*TEXT SHOWN*.

While a typical college classroom does offer students the opportunity to produce
original creative work, there isn’t always time or incentive to also allow students the
opportunity to acquire domain-specific knowledge, practice, interact with a group of students
interested in their creative product, take the time to reflect on their process and product, take
risks, find internal motivation, and repeat the process of creative development through
convergent and divergent thinking. But forensics competition does all of those things and as
Duncan (2013) points out directors of forensics ask students to commit years of their life with
only the promise of helping them improve” (p. 18). At that point, the creative process has
become as familiar to them as their own reflection in the mirror.
Obviously this is not a definitive list of the environmental factors necessary for
creativity to flourish, but the list is sound and valid. We must also allow for the individual’s
personality, a confluence of ideas, perspective-taking, exposure to ideas, mental agility, and
plain luck. “Some famous thinkers such as Ernst Mach, Etienne Souriau, or Alexander Bain
have even concluded that luck is the main factor in creativity" (Cropley 2006, p. 393).
Chance meetings with people with differing viewpoints, random happenstances, and
serendipity all play a role in creative development. But, again, forensics activity brings
together a confluence of intelligent and creative people who articulate philosophies,
perspectives, arguments, ideas, and literature from a variety of domains. While a university
might be a deep pool of knowledge, forensics activities is a fast moving river of ideas and
information.
The Forensics Environment and the Teaching of Creativity
In addition to the process forensics teaches, it also creates an environment that is uniquely
suited to fostering creativity. The environment created by competitive speech and debate
programs is far more conducive to creativity than a traditional classroom setting. Several
creativity researchers and scholars have identified characteristics and influences that will
promote, foster, and encourage the development of creativity and creative products (Amabile,
22 | Page NFJ2016
1987 & 1998; Berrett, 2013; Csikszentmihalyi, 1996; Davis & Rimm, 1985; Erbil & Dogan,
2012; Ford 1996; Guilford, 1967; Lewis & Elaver, 2014; Marquis & Vajoczki, 2012;
McWilliam & Dawson, 2008; Pink, 2006; Simonton, 2012; Sonnentag, 2000; and Torrance,
1987). Tepper & Kuh (2011) stands out and provides a list of seven activities that develop
creativity. To understand how forensics competition provides an ideal environment for
students to develop creatively and creativity we will look at Tepper and Kuh’s seven typical
methods or activities for developing creativity:
1. Approaching things in non-routine ways by using analogy and metaphor. Other
than the obvious exploration of metaphor and analogy in literature forensics student
also explore these devices as a way to help audiences understand complex issues in
informative speeches and as examples in persuasive speeches and debate rounds.
When a student uses an apple’s shape and skin as and analog for the magnetic fields
and crust of the earth in a speech on the Earth’s magnetic poles as Robert Cannon did
in his national championship speech, he is using something tangible that we
understand to explain something theoretical and unfamiliar. Analogies and metaphors
are common techniques in informative speeches. They are also common literary
components and something forensics students use and hear others use at every
tournament they attend. Approaching things in a non-routine way become routine.

*TASK*.
According to the text on forensics and creativity, how many activities for developing creativity are on the list from Tepper & Kuh (2011)?

[Image annotation data]
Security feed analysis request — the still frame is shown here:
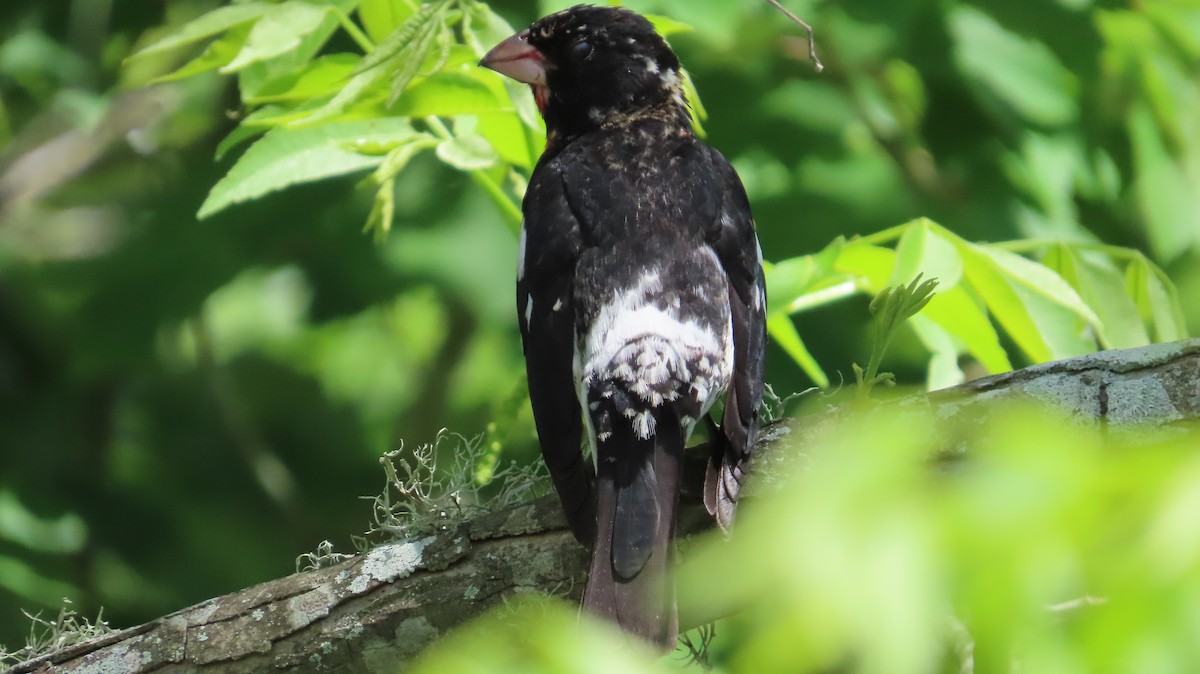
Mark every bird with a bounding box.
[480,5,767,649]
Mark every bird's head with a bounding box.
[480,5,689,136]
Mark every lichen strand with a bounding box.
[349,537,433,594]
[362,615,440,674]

*RESPONSE TO THIS EXERCISE*.
Seven.